[Image point grounding data]
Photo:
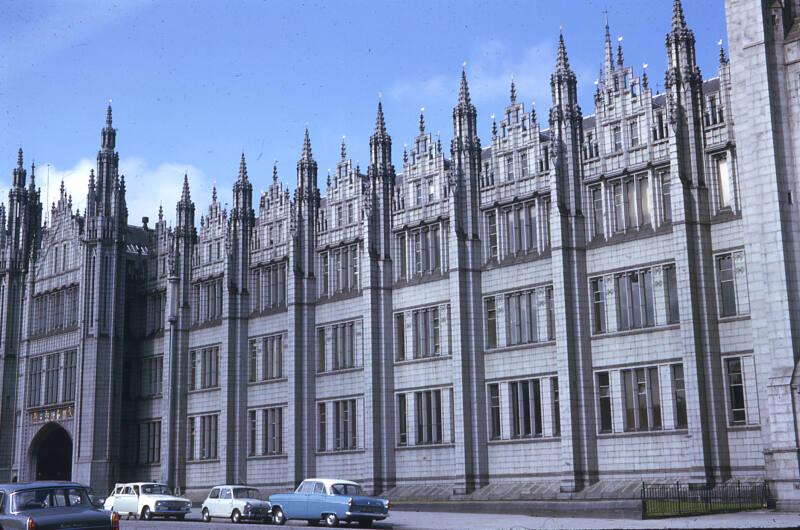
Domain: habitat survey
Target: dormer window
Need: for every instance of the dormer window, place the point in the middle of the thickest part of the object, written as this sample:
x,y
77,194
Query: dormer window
x,y
634,132
617,138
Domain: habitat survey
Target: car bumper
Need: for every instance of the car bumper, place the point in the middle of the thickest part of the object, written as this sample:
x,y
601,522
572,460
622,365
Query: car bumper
x,y
171,511
355,516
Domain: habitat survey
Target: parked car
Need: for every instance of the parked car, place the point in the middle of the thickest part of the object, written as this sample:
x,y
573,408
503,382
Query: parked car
x,y
147,500
51,505
237,503
330,500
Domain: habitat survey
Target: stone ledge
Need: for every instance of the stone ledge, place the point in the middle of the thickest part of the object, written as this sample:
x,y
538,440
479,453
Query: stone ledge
x,y
604,509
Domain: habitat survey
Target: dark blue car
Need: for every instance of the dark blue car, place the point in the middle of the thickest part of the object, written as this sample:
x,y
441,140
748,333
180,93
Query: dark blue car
x,y
51,505
329,500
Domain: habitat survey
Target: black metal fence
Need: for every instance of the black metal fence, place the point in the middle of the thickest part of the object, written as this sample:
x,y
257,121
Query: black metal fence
x,y
669,500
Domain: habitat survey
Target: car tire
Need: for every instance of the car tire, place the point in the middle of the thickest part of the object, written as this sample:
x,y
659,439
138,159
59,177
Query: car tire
x,y
278,517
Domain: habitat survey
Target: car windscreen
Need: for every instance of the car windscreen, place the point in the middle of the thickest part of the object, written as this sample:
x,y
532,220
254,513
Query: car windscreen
x,y
346,489
246,493
155,489
43,498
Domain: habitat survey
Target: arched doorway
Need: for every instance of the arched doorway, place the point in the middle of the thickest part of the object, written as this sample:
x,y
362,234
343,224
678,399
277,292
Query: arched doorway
x,y
51,452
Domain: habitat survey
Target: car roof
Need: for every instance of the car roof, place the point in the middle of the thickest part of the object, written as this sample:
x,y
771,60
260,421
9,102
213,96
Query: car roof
x,y
19,486
139,483
329,481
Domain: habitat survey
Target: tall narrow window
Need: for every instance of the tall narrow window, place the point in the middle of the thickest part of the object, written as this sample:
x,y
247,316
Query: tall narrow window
x,y
724,182
679,396
671,293
634,132
556,403
598,305
402,256
322,428
726,285
630,203
531,228
604,401
321,350
491,323
251,425
644,201
494,411
597,212
402,420
736,401
253,364
551,320
619,208
491,225
400,336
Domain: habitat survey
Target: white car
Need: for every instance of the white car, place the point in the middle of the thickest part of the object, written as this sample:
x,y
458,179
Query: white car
x,y
237,503
147,500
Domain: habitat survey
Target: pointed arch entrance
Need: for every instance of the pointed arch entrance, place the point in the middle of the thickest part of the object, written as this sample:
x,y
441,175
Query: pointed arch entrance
x,y
51,453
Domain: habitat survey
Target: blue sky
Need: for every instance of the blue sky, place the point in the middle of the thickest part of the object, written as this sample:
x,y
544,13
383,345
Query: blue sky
x,y
195,83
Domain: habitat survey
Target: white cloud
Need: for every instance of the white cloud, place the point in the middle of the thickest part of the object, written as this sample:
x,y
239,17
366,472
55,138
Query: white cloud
x,y
147,187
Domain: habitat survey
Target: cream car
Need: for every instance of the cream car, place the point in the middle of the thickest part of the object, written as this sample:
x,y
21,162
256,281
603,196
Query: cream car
x,y
147,500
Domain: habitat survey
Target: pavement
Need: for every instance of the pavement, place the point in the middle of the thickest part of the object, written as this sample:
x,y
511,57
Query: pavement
x,y
463,521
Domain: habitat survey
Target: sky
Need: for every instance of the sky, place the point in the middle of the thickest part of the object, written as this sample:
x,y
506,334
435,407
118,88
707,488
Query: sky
x,y
195,84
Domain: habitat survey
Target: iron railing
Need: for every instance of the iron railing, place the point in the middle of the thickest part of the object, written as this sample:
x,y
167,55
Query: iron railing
x,y
669,500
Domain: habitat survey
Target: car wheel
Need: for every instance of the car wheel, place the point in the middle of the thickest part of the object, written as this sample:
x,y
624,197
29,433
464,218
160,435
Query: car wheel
x,y
278,517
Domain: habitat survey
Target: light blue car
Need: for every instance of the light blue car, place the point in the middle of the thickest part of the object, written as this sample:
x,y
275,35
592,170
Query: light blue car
x,y
329,500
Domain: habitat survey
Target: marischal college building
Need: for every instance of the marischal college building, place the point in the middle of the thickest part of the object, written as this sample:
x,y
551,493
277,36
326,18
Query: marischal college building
x,y
588,301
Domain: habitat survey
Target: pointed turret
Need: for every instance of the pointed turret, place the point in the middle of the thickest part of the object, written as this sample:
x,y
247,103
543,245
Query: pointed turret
x,y
185,195
20,174
380,143
306,154
242,168
562,61
678,20
307,171
380,122
608,55
463,92
108,134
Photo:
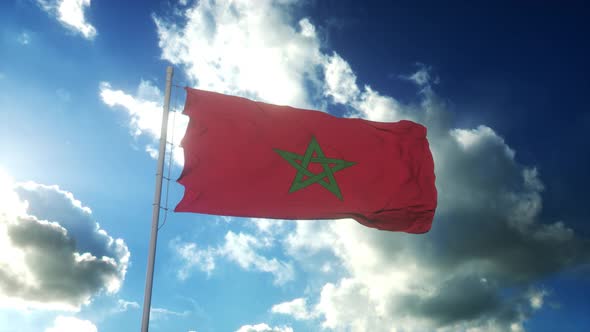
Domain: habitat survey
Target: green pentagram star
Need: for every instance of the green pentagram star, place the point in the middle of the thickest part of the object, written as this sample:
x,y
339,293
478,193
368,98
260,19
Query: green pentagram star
x,y
305,177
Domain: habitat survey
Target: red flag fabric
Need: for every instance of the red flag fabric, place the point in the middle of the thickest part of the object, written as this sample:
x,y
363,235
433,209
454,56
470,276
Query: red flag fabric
x,y
251,159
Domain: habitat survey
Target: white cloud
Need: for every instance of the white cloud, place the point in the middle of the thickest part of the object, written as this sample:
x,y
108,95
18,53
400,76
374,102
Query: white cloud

● **PROBLEM REQUIREMENTS**
Any pictures are to be skipped, and the lines from the beginning of the entries through the line with "Target: arched doorway" copied exactly.

● **SOLUTION TO THIS PROBLEM**
Photo:
Domain: habitat survey
Target: dormer window
Need: for every instance of the dormer window, place the point in the middle of the thickest part of the object, written as this sample:
x,y
77,194
Query: dormer window
x,y
634,132
617,138
Domain: habitat survey
Target: car bumper
Need: for every instance of the car bumper, place the point in the middle of the thickest part of the object, written as this sample:
x,y
601,522
572,460
622,365
Query: car bumper
x,y
171,511
355,516
Domain: habitat survey
Target: parked car
Need: for every instance of the parked car, place the point in the middle of the thickest part of the object, written as this sample:
x,y
573,408
503,382
Query: parked car
x,y
147,500
51,505
237,503
330,500
Domain: habitat survey
Target: stone ledge
Need: for every instance of the stone ledge, place the point in the middle of the thickest part of the object, written as this sample:
x,y
538,440
479,453
Query: stone ledge
x,y
604,509
Domain: habitat survey
Target: dark blue car
Need: for every instance of the dark blue car, place the point in the middle of the thickest part of the object, written as this sample:
x,y
441,140
748,333
180,93
Query: dark blue car
x,y
51,505
329,500
Domain: habitat survey
Target: black metal fence
Need: for every instance of the black metal fence, place the point in the middle of the thickest part of the object, written as this sample:
x,y
257,121
Query: black metal fence
x,y
669,500
Domain: habitat survey
Target: car tire
Need: for every instance of the car tire, place the point in the middle of the thickest part of the object, written as this sample:
x,y
659,439
138,159
59,177
Query: car tire
x,y
278,517
Domain: habitat survey
Target: car windscreen
Need: for every instance of the car windscreen, place the point in the middle of the thickest part of the object, written as this sample:
x,y
532,220
254,513
Query: car windscreen
x,y
346,489
246,493
155,489
43,498
Domain: habitat survey
Target: arched doorway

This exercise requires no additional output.